Records contained in a dataset:
▼

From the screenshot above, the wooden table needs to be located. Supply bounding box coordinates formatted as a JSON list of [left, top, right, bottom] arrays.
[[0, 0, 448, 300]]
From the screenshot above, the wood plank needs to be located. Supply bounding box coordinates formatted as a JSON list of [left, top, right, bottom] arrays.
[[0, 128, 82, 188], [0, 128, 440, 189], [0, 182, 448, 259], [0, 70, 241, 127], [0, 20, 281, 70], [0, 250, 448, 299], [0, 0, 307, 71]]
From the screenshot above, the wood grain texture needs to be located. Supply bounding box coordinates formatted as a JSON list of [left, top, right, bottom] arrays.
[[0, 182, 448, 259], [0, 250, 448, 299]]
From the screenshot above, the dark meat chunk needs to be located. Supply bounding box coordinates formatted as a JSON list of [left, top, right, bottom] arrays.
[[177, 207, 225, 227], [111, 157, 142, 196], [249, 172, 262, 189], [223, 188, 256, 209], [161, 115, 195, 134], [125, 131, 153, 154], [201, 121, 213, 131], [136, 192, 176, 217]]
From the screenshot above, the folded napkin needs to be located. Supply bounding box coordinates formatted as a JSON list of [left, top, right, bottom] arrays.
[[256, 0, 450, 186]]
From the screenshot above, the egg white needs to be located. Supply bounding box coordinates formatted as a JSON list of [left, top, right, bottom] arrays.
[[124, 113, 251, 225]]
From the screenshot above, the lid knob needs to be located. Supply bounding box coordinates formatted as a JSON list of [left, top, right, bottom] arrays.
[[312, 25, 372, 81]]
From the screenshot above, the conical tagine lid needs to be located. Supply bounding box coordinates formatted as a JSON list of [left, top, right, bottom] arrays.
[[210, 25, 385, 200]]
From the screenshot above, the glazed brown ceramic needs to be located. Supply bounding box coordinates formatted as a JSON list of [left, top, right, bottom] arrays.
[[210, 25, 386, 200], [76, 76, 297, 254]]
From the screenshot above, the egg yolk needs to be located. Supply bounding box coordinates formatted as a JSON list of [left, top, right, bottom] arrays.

▲

Requirement -
Quote the data above in full, changing nothing.

Exercise result -
From the screenshot above, the wooden table needs to be located. Supply bounding box coordinates formatted as a JSON list of [left, top, right, bottom] arrays.
[[0, 0, 448, 300]]
From the screenshot above, the wood plank needs to be located. Supply bounding box coordinates formatted as a JSON list of [left, top, right, bottom] arrays.
[[0, 128, 82, 188], [0, 128, 440, 189], [0, 182, 448, 259], [0, 70, 241, 127], [0, 20, 281, 70], [0, 250, 448, 299], [0, 0, 307, 71]]
From the screenshot above, the wood grain texture needs to be located. Supply bounding box coordinates formatted as a JSON list of [left, top, right, bottom] arrays.
[[0, 182, 448, 259], [0, 250, 448, 299]]
From the screenshot above, the dark meat chunk needs to be located. Supply bounding box coordinates formatted as a JSON list of [left, top, right, bottom] arrays.
[[177, 207, 225, 227], [111, 157, 142, 196], [249, 172, 262, 189], [223, 188, 256, 209], [161, 115, 195, 134], [125, 131, 153, 154], [201, 121, 213, 131], [136, 192, 176, 217]]
From the screenshot above, the folded napkin needs to be located. Supply bounding box coordinates formatted as a JSON list of [left, top, right, bottom] arrays.
[[256, 0, 450, 186]]
From the screenshot above, the egg white needs to be located. Supply bounding box coordinates formatted as a JSON list of [left, top, right, bottom] arrays.
[[124, 113, 251, 225]]
From the screenshot above, the lid knob needs to be located. Supply bounding box coordinates formatted as a JSON list of [left, top, right, bottom] arrays.
[[312, 25, 372, 81]]
From the screenshot above, the conical tagine lid needs to be located. Supply bounding box coordinates formatted as a JSON list of [left, top, right, bottom] arrays.
[[210, 25, 385, 200]]
From the screenshot above, the glazed brown ceramic needs to be located. Supply bounding box coordinates formatted as a JSON list of [left, top, right, bottom] arrays.
[[210, 25, 386, 200], [76, 76, 297, 254]]
From the screenshot above, the egg yolk needs to be located. Supply bounding box coordinates formatted as a JSON list of [left, top, right, bottom] arrays.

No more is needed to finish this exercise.